▸ **Source excerpt**:
------------------------------------------------
Northern Ireland: MFRR partners join call for justice for Martin O’Hagan
Twenty years ago today, Sunday World journalist Martin O’Hagan was shot dead in Lurgan, Northern Ireland. To this day, no one has been held to account for his brutal murder. The undersigned partners in the Media Freedom Rapid Response (MFRR) stand in solidarity with O’Hagan’s family, colleagues and friends as we call for justice in his case.
On 28 September 2001, O’Hagan was shot several times from a passing car while walking home from a local pub with his wife, who was not hurt in the attack. As a reporter, O’Hagan specialised in stories about drug gangs and paramilitary organisations. Over the years, he had repeatedly been threatened as a result of his journalistic work.
------------------------------------------------
▸ **Raw data**:
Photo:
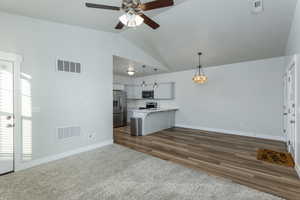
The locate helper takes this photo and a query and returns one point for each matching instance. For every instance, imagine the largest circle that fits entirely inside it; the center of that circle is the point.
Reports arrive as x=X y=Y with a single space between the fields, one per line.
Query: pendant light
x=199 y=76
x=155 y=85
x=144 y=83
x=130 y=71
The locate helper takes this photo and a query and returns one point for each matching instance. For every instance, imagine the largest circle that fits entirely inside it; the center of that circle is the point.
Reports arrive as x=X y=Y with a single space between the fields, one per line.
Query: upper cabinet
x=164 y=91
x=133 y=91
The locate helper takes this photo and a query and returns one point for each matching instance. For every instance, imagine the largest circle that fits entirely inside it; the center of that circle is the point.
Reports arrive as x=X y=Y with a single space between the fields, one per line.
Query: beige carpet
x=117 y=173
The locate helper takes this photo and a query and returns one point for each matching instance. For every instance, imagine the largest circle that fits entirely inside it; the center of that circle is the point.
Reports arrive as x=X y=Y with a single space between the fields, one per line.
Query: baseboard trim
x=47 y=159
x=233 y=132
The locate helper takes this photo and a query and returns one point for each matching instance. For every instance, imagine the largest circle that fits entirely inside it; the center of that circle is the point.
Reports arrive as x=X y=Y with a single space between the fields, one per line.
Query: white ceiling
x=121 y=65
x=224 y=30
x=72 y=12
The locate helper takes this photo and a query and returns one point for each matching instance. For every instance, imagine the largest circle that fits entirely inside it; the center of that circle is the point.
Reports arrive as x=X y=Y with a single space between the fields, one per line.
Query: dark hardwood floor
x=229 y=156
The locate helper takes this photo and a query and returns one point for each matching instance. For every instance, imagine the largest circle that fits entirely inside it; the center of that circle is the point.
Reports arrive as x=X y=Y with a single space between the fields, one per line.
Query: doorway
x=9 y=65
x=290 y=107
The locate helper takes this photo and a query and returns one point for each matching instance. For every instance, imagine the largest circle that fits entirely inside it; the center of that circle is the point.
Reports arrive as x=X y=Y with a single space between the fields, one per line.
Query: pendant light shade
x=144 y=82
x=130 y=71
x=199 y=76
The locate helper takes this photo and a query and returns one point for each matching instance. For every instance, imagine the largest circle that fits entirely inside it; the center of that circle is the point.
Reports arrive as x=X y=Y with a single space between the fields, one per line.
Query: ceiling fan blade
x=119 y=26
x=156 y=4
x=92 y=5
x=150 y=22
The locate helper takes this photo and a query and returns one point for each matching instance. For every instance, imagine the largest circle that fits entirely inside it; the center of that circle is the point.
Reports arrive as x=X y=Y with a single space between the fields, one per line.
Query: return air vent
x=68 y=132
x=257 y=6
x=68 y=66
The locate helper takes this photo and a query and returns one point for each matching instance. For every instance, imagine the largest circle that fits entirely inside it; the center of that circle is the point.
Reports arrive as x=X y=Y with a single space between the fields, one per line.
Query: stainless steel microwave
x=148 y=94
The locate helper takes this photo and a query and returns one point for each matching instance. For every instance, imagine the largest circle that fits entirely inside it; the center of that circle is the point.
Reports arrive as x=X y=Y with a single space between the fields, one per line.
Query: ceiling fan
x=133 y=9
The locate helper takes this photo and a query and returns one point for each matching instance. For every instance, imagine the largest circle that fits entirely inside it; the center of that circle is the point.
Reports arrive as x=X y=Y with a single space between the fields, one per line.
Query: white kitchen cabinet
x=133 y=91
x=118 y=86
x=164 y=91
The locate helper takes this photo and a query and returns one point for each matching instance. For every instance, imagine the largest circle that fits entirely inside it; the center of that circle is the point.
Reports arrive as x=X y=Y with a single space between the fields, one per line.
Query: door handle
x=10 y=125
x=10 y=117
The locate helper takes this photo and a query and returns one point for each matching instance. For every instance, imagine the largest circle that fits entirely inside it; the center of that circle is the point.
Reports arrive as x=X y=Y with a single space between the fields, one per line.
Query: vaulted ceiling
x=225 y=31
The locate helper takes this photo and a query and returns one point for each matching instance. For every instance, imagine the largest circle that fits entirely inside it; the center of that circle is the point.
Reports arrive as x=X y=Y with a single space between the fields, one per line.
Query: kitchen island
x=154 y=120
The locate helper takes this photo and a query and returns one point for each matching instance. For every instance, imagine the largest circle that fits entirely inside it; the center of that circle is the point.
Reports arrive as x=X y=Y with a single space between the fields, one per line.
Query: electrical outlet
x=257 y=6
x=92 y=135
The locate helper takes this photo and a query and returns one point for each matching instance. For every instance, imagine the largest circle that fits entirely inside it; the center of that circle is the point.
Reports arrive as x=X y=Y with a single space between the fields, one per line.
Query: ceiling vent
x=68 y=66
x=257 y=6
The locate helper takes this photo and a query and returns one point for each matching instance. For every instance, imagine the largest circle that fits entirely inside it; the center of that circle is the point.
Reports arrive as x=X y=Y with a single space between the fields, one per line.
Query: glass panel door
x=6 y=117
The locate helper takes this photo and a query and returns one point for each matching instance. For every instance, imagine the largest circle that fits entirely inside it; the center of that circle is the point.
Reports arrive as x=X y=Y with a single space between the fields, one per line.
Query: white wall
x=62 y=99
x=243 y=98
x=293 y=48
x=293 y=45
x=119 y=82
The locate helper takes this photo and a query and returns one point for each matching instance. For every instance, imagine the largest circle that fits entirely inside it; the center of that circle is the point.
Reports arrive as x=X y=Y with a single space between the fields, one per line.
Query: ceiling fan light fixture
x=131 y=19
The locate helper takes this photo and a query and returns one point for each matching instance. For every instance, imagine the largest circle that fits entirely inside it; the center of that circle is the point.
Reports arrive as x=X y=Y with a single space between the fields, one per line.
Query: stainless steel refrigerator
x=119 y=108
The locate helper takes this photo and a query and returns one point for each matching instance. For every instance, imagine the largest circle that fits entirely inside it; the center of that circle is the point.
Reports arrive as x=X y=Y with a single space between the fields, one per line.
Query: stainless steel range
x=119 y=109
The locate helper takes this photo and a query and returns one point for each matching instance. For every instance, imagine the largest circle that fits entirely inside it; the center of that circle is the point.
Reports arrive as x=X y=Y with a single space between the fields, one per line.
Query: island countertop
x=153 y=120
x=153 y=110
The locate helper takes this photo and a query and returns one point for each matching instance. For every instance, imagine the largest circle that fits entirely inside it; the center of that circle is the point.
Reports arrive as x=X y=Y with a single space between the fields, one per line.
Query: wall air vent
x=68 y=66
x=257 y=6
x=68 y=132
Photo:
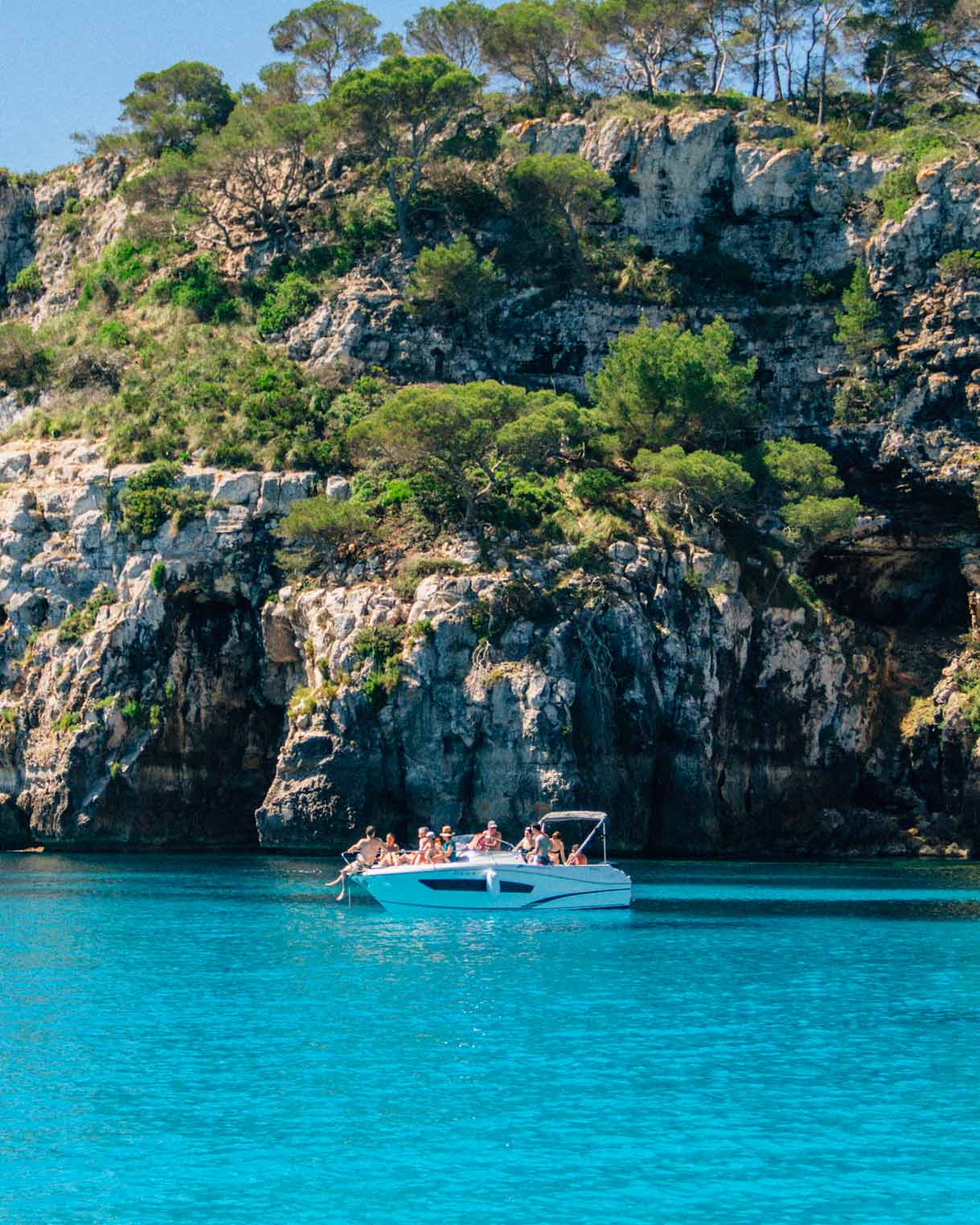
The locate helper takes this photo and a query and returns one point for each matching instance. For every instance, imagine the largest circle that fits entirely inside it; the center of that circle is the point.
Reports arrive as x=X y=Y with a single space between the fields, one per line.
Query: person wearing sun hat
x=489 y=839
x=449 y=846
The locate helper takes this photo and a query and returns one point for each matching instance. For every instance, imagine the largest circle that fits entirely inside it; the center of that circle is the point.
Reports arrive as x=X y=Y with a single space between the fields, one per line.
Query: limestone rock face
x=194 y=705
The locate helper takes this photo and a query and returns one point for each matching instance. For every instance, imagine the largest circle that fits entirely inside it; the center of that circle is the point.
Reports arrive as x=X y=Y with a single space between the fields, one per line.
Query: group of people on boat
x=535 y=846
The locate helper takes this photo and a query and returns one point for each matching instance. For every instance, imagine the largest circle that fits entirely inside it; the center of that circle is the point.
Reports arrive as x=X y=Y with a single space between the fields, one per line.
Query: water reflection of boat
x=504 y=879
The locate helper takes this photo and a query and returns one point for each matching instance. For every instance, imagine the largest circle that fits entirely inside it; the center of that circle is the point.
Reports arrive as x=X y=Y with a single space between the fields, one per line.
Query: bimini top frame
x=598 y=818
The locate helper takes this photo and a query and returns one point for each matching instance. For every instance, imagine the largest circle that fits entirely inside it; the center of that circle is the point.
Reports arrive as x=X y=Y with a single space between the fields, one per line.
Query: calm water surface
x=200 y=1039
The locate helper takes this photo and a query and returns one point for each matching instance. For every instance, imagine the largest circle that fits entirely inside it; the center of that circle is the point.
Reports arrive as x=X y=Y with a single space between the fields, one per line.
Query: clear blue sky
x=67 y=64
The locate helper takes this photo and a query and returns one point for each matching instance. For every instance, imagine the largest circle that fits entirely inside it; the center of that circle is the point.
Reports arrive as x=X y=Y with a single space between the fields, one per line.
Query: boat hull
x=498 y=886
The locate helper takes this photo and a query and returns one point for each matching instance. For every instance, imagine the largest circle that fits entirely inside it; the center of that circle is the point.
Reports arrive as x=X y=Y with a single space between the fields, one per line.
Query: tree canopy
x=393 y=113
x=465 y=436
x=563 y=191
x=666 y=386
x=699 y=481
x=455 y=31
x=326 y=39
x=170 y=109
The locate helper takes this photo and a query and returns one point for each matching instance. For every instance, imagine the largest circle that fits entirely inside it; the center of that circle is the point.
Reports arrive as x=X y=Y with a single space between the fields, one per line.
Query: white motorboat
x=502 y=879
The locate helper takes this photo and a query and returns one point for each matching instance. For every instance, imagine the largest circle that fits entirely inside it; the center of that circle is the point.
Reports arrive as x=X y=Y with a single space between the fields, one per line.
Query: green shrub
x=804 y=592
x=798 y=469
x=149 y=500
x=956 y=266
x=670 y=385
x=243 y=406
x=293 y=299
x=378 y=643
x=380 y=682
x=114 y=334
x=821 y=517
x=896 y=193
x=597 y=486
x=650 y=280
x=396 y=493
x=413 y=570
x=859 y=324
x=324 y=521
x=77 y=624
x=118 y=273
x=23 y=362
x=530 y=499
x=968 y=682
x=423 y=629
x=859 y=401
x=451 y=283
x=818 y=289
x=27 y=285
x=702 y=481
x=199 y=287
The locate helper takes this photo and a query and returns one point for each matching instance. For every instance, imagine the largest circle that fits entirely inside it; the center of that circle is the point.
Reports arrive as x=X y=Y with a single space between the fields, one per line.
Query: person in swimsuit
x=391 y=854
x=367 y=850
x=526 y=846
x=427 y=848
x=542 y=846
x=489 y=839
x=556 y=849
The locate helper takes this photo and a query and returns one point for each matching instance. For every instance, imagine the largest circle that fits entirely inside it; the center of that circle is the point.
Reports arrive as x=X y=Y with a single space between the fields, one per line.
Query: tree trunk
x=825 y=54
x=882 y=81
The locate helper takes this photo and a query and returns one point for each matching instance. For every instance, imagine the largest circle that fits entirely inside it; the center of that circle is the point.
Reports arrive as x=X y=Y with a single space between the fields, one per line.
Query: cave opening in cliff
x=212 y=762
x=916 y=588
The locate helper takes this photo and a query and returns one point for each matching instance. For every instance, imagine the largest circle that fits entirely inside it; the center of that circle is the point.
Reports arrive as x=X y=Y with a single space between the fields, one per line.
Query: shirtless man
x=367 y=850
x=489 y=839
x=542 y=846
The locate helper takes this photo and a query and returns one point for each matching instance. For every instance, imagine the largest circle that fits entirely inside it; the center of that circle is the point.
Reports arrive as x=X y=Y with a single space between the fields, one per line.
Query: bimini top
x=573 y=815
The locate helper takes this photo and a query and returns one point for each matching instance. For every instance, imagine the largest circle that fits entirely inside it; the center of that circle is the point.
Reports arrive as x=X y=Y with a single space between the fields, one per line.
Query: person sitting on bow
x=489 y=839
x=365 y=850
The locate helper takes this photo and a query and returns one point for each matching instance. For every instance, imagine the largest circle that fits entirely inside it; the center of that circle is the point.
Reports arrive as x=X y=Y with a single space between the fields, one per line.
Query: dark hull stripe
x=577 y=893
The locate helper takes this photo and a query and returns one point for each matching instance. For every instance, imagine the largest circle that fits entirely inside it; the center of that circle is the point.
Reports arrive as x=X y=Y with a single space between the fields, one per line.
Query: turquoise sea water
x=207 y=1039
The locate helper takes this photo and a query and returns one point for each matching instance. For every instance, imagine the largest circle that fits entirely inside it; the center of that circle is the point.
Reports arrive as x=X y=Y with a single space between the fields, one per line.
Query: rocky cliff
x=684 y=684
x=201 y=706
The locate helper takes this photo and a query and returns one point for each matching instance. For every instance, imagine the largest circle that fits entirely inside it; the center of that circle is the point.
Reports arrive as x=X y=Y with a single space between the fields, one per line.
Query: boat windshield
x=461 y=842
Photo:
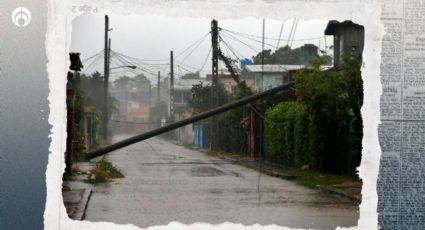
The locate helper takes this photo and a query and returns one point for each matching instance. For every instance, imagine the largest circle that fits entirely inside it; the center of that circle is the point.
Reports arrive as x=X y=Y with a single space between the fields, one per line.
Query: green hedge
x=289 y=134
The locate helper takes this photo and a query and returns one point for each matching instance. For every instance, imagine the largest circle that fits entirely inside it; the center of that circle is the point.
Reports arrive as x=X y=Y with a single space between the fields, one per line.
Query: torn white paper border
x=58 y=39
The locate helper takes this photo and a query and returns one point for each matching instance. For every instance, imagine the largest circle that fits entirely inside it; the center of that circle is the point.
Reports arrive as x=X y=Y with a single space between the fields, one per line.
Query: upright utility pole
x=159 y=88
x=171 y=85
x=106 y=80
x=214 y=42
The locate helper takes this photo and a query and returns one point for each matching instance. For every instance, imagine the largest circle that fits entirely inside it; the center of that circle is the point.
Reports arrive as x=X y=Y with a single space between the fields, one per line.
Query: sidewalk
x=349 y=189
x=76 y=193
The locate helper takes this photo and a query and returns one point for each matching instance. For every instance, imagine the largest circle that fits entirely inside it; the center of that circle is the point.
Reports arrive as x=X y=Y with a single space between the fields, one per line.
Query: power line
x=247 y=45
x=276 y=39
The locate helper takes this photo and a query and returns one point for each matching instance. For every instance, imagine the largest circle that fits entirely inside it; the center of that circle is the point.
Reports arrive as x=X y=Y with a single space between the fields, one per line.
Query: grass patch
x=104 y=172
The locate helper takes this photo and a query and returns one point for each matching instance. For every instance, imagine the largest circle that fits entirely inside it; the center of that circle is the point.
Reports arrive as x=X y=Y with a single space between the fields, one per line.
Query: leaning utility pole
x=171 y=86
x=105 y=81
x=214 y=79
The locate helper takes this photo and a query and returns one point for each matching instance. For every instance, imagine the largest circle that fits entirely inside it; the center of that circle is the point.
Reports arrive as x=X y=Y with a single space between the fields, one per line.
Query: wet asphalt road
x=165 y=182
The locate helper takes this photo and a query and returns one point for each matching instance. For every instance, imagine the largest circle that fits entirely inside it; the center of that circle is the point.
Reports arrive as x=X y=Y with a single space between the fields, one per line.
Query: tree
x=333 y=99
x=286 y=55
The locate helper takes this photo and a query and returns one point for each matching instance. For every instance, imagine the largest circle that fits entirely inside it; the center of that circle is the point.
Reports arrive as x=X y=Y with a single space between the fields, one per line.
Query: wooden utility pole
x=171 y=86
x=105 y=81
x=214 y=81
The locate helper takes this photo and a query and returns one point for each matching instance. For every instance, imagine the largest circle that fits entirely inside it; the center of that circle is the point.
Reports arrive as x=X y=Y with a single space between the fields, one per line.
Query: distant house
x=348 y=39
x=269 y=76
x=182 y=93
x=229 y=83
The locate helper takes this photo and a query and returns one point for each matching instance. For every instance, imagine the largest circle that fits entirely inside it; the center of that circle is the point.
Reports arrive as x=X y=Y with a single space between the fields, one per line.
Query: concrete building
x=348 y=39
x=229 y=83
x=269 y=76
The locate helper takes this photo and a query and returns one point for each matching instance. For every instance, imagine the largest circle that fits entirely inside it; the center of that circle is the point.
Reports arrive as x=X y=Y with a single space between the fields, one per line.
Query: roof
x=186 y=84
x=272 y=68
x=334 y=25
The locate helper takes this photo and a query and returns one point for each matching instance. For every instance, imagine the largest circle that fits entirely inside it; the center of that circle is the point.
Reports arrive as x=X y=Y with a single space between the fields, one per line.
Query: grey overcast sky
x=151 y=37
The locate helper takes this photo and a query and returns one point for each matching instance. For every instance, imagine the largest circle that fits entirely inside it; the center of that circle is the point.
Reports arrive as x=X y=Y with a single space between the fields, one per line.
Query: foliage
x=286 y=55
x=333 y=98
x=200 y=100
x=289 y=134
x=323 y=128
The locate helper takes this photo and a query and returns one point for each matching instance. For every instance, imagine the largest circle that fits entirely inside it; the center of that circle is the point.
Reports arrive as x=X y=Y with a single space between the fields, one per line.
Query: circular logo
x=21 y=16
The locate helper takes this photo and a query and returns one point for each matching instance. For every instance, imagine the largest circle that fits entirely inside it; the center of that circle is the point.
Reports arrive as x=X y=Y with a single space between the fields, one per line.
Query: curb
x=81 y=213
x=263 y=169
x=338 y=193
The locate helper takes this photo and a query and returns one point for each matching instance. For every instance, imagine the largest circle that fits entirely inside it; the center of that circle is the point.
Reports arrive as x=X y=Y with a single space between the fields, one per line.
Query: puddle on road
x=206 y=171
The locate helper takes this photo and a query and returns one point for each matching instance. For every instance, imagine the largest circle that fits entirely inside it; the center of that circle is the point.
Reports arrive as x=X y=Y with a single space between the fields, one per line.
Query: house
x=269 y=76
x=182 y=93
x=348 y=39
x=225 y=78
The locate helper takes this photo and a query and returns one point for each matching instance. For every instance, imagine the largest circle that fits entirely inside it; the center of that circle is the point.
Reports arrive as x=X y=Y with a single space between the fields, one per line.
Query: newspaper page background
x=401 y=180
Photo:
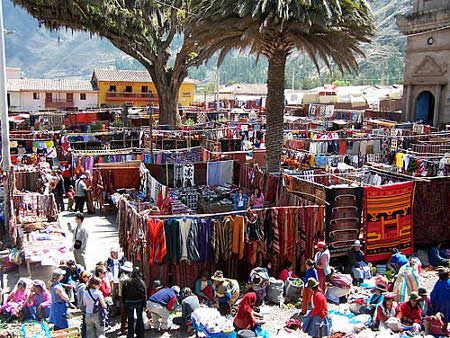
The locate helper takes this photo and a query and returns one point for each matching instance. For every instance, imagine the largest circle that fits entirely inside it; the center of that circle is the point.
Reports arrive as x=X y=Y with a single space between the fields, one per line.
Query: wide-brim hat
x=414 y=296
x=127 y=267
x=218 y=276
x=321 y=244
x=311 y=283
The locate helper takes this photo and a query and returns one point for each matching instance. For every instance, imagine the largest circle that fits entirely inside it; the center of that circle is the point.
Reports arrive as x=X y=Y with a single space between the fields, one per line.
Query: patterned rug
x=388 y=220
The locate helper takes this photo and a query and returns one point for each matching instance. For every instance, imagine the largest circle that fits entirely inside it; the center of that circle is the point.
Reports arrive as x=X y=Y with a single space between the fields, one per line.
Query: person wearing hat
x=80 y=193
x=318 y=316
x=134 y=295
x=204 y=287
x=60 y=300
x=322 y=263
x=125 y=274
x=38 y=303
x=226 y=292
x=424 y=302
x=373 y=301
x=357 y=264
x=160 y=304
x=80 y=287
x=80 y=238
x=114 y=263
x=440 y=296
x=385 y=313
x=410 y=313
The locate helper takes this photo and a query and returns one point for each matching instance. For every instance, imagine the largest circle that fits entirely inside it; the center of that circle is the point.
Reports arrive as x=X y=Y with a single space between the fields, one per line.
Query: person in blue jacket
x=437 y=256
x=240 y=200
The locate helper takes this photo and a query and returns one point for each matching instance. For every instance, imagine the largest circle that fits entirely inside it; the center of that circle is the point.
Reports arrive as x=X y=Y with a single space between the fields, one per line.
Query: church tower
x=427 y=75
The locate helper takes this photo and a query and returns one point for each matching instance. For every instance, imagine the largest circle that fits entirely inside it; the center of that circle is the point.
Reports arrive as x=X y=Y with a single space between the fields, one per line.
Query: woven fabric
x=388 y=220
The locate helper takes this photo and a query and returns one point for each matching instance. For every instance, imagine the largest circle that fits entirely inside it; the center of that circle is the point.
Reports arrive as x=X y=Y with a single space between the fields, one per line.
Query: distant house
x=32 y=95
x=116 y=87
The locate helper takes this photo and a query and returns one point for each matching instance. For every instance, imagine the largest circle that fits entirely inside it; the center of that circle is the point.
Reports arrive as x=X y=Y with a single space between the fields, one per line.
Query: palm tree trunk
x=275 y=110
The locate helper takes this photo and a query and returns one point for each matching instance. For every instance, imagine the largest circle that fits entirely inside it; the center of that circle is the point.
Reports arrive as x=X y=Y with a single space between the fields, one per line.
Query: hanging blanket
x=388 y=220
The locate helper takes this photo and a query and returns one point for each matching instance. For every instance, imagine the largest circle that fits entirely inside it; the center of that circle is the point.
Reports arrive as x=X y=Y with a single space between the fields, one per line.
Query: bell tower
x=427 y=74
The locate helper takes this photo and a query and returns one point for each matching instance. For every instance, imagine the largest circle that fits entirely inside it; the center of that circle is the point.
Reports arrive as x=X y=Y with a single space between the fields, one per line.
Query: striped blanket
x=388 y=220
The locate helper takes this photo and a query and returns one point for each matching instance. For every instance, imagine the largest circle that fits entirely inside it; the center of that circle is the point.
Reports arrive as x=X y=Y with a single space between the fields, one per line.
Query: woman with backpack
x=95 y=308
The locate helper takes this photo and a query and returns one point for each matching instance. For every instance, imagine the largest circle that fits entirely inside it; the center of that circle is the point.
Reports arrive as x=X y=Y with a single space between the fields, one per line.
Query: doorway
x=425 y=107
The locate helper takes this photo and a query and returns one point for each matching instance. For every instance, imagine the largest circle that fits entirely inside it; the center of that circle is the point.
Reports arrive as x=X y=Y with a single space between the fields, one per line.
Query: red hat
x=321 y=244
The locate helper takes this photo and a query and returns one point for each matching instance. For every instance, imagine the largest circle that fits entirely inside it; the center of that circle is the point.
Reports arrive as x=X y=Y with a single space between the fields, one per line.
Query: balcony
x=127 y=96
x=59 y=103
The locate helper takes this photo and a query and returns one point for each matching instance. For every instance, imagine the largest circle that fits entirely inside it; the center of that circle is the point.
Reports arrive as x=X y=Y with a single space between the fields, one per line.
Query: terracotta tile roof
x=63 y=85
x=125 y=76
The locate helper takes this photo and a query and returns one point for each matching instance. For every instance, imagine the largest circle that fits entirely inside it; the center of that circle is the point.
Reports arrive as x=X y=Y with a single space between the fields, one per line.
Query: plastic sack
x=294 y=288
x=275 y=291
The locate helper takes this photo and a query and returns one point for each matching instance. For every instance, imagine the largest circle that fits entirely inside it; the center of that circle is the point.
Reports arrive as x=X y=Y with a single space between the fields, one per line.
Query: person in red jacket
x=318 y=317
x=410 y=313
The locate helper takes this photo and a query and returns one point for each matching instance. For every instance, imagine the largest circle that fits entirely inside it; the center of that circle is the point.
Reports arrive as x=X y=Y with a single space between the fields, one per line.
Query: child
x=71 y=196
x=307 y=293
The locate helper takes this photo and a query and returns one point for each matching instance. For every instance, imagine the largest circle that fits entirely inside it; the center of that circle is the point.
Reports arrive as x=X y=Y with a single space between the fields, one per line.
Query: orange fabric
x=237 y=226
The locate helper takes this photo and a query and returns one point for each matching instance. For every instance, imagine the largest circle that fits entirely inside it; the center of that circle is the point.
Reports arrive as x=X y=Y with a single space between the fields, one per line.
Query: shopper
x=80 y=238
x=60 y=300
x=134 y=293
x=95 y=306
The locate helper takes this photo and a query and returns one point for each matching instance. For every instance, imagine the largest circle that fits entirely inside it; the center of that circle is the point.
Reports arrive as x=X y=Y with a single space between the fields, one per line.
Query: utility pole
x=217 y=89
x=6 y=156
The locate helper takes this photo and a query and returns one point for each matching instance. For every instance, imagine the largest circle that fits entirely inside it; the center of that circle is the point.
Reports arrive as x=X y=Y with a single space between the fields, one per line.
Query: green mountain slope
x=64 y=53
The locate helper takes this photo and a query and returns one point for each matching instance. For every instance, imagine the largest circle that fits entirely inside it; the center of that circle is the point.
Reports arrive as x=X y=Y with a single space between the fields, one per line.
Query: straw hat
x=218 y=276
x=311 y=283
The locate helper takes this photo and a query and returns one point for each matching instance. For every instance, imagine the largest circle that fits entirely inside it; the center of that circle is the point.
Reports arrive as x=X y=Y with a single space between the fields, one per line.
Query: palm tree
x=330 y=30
------------------------------------------------
▸ **Required task 1**: According to the statement on Martin O'Hagan, in what town was he shot dead?
▸ **Required task 2**: Write out everything in the statement on Martin O'Hagan from "Northern Ireland: MFRR" down to "in his case.".
You won't need the data for this.

▸ **Final result 1**: Lurgan, Northern Ireland.

▸ **Final result 2**:
Northern Ireland: MFRR partners join call for justice for Martin O’Hagan
Twenty years ago today, Sunday World journalist Martin O’Hagan was shot dead in Lurgan, Northern Ireland. To this day, no one has been held to account for his brutal murder. The undersigned partners in the Media Freedom Rapid Response (MFRR) stand in solidarity with O’Hagan’s family, colleagues and friends as we call for justice in his case.